— START Provided data —

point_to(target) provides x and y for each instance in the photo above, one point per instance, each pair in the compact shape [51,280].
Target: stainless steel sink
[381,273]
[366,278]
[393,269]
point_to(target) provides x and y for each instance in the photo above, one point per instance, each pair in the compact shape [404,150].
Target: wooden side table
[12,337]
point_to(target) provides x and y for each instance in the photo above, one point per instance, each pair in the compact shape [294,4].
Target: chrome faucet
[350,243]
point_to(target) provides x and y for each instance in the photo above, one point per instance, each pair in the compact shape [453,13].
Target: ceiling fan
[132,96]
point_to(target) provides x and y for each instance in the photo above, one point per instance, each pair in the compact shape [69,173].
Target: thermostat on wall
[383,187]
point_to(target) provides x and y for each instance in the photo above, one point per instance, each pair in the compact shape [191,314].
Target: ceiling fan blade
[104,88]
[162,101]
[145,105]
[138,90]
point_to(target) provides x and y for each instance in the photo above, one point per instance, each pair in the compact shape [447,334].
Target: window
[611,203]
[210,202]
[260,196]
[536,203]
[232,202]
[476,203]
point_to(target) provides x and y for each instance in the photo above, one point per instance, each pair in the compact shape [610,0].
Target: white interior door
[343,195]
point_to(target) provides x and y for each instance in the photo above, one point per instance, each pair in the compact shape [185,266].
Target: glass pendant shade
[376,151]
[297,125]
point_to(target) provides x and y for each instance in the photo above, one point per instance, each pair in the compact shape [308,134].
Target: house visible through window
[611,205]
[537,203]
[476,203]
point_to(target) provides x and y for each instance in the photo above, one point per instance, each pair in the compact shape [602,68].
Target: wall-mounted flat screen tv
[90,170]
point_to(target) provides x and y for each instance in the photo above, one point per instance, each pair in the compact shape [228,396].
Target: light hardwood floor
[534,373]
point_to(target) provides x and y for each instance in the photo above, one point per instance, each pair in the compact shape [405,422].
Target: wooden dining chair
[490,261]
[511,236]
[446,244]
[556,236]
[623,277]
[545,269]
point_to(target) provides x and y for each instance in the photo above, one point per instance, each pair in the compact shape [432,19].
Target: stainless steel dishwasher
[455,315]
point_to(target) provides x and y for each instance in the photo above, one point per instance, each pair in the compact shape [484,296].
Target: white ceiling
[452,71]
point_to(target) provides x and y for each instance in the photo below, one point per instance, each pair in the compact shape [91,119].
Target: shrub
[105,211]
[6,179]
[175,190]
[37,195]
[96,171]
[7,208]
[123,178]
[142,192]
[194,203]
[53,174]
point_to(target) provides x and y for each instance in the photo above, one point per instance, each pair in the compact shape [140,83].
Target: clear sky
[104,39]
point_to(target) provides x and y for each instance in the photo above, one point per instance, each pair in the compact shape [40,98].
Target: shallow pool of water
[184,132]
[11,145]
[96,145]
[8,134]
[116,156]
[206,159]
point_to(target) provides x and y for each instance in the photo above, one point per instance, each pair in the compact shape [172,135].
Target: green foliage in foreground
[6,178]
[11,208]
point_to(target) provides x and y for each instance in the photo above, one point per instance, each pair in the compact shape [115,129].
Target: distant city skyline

— END Provided data —

## What to work on:
Copy each line exactly, from the line containing "compact shape [140,83]." down to the last line of the material, and no other lines.

## Solution for this problem:
point_to(target) provides x and y for each instance in the photo above, one point per instance, each pair in the compact shape [140,83].
Target: clear sky
[104,39]
point_to(target) provides x and y for each instance in the photo above, one point per instance, each pair in the compact shape [40,98].
Target: shallow pool of water
[184,132]
[11,145]
[96,145]
[8,134]
[116,156]
[206,159]
point_to(target) provides x and y for each instance in the photo above, one point per instance, each pair in the compact shape [172,135].
Target: green foliage in foreground
[6,178]
[11,208]
point_to(target) provides x and y for each instance in the photo above, one point per instance, each pair in the compact shape [115,129].
Target: distant city skyline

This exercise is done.